-- Page text --
==================================================
China: House Arrests Stifle HIV/AIDS Petitions
National People’s Congress Must Hear Victims’ Stories
(New York) – By imposing house arrest on potential petitioners to the National People’s Congress, the Chinese
authorities are preventing people living with HIV/AIDS from seeking redress for a government blood sales scheme that
left hundreds of thousands of people infected with HIV in Henan province, Human Rights Watch said today.
More than 20 Chinese civil society organizations reported that numerous people living with HIV/AIDS in Henan were put
under house arrest to keep them from bringing their petitions to the Congress, which opened in Beijing on March 5. In
the 23 cases documented, people have been confined to their homes and monitored around the clock by police outside their
doors.
“People infected with HIV through unsafe practices at government clinics have routinely been denied medical treatment
and compensation,” said Brad Adams, Asia director of Human Rights Watch. “Now they can’t even tell their story to
policymakers who might be able to help.”
Members of an organization of people living with HIV in Henan’s Ningling county were reportedly prevented from attending
a training session on HIV-prevention strategies because they had been put under house arrest. Moreover, in Suiping
county, the director of a home for children whose parents are ill or deceased from HIV/AIDS has had to close his
orphanage because of his house arrest and find other ways to care for the children.
In the 1990s blood scheme, the Henan provincial authorities encouraged hundreds of thousands of low-income farmers to
sell their blood, from which lucrative plasma was isolated and sold on the global market. To prevent anemia among those
who donated blood frequently, the red cells left when the plasma was separated from the blood were pooled and
re-injected into the donors’ arms without being screened for HIV or other blood-borne diseases.
==================================================
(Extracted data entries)
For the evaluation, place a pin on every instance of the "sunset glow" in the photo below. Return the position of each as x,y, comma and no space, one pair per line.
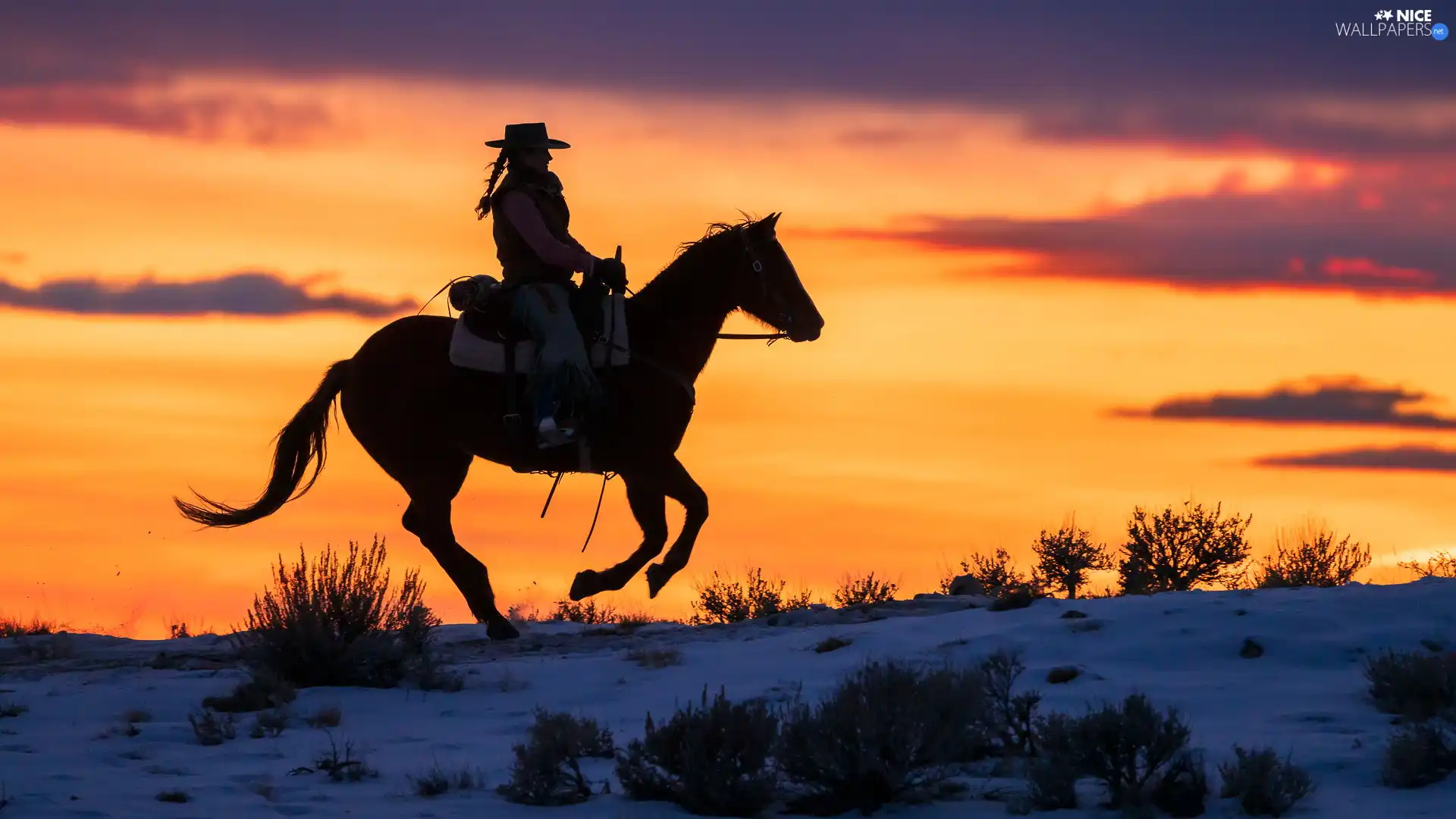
998,281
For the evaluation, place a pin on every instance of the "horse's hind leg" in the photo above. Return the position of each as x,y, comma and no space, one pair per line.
650,507
679,485
428,518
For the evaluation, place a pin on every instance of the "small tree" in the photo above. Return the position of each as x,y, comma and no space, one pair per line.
1065,558
1175,551
1310,557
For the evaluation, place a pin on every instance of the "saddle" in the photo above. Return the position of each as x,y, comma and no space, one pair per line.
487,340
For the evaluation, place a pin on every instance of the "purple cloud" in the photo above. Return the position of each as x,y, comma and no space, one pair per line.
1210,74
1401,458
246,293
1341,403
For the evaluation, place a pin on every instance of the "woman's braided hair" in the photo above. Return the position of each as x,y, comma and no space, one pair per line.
500,165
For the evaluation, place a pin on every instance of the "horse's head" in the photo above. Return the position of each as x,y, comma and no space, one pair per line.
769,289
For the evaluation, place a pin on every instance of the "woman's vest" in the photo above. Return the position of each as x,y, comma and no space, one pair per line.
519,261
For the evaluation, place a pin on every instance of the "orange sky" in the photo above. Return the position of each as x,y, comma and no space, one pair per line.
==================================================
-- Parts of the exercise --
1. According to the article on HIV/AIDS petitions, on what date did the National People's Congress open in Beijing?
2. Please extend the article on HIV/AIDS petitions past its final sentence.

-- Answers to the exercises --
1. March 5

2.
Human Rights Watch reported in 2003 that while the earliest of these cases of HIV transmission were inadvertent, the
provincial authorities continued the practice in some locations even after it was known that HIV and other diseases had
been transmitted in this way http://www.hrw.org/reports/2003/china0803/. Beijing acknowledged the problem in the late 1990s and ordered the phasing out of the blood collection centers, but
many continued to operate. It is estimated that thousands of rural dwellers died, in some cases virtually wiping out
whole villages.
“People with HIV/AIDS who are left untreated by the authorities face death sentences because they heeded the
government’s call for blood,” said Joseph Amon, director of Human Rights Watch’s HIV/AIDS Program. “The current house
arrests follow earlier reports of police abuse and arrest of people with HIV/AIDS in Henan who sought treatment and
compensation.”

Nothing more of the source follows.